▶ **Problem details**:
Reproduce the data between the line containing "plant growing on" and the line containing "87,301 -> 129,332", inclusive, keeping every line unchanged.

[Data records]
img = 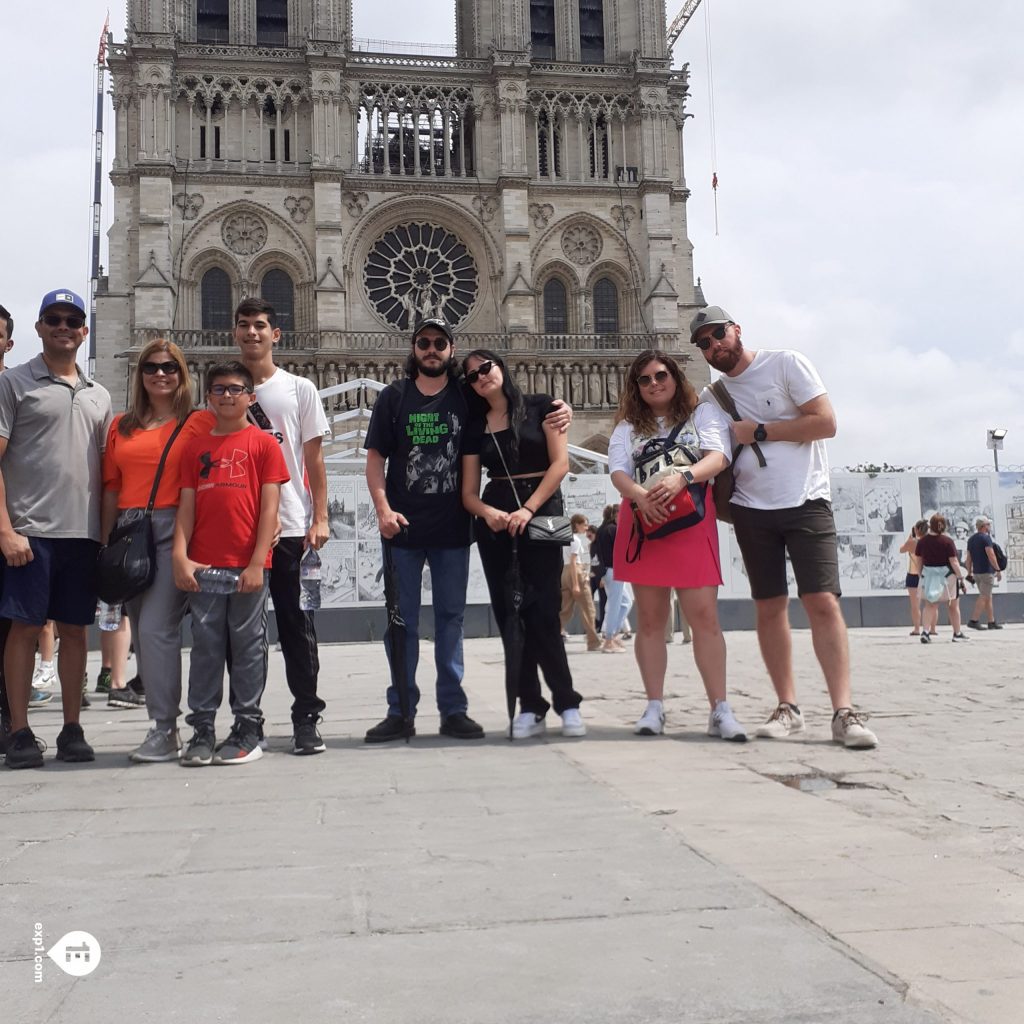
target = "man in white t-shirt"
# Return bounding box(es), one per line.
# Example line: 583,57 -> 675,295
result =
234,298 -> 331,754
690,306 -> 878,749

* * *

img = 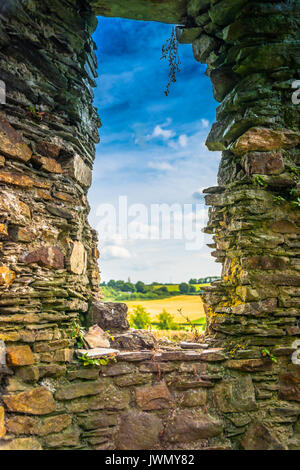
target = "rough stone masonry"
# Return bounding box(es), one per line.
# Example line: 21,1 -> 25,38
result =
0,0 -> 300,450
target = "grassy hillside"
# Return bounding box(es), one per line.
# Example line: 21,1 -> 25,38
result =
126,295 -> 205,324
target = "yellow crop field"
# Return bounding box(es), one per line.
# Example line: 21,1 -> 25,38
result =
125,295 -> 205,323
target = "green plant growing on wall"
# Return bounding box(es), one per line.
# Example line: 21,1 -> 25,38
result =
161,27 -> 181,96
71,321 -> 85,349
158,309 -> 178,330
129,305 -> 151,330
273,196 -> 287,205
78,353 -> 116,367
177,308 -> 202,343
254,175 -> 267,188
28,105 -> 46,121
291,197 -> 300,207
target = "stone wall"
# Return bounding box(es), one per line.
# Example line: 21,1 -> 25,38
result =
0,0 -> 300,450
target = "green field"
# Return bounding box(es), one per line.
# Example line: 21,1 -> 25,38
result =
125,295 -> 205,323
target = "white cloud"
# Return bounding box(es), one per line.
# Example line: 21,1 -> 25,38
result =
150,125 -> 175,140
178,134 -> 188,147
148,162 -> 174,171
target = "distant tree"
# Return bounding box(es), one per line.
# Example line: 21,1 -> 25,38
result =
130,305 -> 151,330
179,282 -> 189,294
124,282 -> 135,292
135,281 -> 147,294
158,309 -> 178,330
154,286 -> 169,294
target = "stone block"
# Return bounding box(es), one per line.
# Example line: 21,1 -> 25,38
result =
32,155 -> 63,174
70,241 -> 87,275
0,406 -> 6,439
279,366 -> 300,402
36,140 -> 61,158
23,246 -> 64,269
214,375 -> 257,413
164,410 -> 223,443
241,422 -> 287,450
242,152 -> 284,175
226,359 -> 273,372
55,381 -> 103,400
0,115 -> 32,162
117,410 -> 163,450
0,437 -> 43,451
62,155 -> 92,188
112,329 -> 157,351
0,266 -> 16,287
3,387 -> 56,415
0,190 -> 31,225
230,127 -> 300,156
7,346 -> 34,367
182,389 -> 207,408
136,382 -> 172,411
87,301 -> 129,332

▶ **In response**:
target = "green plant growing on wall"
# Return bounding box(es), one per line.
# Example line: 21,1 -> 25,38
result =
161,27 -> 181,96
71,321 -> 85,349
158,309 -> 178,330
129,305 -> 151,330
273,196 -> 287,205
78,353 -> 116,367
177,308 -> 202,343
254,175 -> 267,188
28,105 -> 46,121
291,197 -> 300,207
target = "stone wall"
# Return bounding box(es), one per line.
# Example line: 21,1 -> 25,38
result =
0,0 -> 300,450
target = "green field"
# Return bounding box(es), one per line.
# Example line: 21,1 -> 25,38
result =
125,295 -> 205,323
target = "white cloud"
# Return bounding box(es), one per line.
# Example line: 21,1 -> 25,38
result =
150,125 -> 175,140
178,134 -> 188,147
148,162 -> 174,171
target = "distant tree"
# Return bounding box(es), one per line.
# Example line: 21,1 -> 25,38
result =
130,305 -> 151,330
179,282 -> 189,294
124,282 -> 135,292
135,281 -> 147,294
158,309 -> 178,330
154,286 -> 169,294
target = "stone block"
# Return bounding box(es), one per line.
# Example line: 21,1 -> 25,38
result =
32,155 -> 63,174
70,241 -> 87,275
0,406 -> 6,439
279,366 -> 300,402
36,140 -> 61,158
23,246 -> 64,269
214,375 -> 257,413
164,410 -> 223,443
241,422 -> 287,450
242,152 -> 284,175
226,359 -> 273,372
55,381 -> 103,400
0,115 -> 32,162
117,410 -> 163,450
0,437 -> 43,451
62,155 -> 92,188
112,329 -> 157,351
0,266 -> 16,287
3,387 -> 56,415
0,190 -> 31,225
230,127 -> 300,156
7,346 -> 34,367
182,389 -> 207,408
136,382 -> 172,411
87,301 -> 129,332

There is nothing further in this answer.